Instructions to follow: Pull out every line of the records below that contains the string "lawn", and copy each one in full. Case matters when matching.

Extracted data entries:
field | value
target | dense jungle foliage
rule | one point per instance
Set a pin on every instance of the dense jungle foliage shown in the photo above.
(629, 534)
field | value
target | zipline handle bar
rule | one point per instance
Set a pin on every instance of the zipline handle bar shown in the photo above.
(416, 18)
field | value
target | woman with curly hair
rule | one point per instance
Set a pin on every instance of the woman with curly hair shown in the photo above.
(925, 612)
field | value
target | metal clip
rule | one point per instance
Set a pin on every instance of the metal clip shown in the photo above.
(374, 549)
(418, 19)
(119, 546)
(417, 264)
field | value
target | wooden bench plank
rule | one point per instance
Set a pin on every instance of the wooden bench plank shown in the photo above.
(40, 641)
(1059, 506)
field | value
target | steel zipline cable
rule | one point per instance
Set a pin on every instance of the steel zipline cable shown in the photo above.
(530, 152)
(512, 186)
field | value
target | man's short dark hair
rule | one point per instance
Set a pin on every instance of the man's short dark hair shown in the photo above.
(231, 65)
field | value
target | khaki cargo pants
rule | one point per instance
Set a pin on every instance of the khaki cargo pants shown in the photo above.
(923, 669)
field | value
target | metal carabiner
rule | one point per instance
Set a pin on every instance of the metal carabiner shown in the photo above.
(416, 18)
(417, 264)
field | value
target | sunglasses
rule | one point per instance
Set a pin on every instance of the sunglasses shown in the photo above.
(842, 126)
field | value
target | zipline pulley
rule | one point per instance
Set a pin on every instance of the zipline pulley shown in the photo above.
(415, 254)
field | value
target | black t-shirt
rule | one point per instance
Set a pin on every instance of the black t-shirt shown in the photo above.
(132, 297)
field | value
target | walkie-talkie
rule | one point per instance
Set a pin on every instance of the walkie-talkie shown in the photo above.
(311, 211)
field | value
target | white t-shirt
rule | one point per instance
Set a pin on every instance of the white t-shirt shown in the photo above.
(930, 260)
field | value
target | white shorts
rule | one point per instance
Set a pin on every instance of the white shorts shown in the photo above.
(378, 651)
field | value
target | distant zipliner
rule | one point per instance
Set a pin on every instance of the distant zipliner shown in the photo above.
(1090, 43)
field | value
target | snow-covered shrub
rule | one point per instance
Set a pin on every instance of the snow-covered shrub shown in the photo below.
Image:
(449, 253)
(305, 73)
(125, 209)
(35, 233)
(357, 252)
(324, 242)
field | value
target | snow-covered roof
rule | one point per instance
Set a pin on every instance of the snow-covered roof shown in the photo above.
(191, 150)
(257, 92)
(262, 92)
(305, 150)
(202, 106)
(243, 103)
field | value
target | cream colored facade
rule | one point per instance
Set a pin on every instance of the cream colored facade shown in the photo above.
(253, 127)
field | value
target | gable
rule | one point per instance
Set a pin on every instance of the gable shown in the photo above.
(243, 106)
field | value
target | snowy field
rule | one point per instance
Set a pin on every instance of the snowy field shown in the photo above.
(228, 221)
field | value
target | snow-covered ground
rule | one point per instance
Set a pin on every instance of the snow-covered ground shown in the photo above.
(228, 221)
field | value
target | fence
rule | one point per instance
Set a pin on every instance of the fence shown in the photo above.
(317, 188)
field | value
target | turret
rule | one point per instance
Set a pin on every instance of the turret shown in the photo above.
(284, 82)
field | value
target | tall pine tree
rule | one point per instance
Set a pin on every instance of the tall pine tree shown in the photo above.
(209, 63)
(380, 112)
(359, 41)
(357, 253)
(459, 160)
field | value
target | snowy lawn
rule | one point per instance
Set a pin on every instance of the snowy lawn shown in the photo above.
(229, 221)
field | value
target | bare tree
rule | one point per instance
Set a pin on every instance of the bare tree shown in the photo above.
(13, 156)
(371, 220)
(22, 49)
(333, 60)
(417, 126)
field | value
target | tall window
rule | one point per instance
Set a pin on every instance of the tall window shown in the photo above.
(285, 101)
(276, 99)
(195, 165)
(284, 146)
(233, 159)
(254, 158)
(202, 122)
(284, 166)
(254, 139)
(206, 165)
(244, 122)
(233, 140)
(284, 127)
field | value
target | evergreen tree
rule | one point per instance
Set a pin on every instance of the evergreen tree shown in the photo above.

Result:
target | snowy lawn
Set a pin on every instance of the snowy lawn shown in the photo above.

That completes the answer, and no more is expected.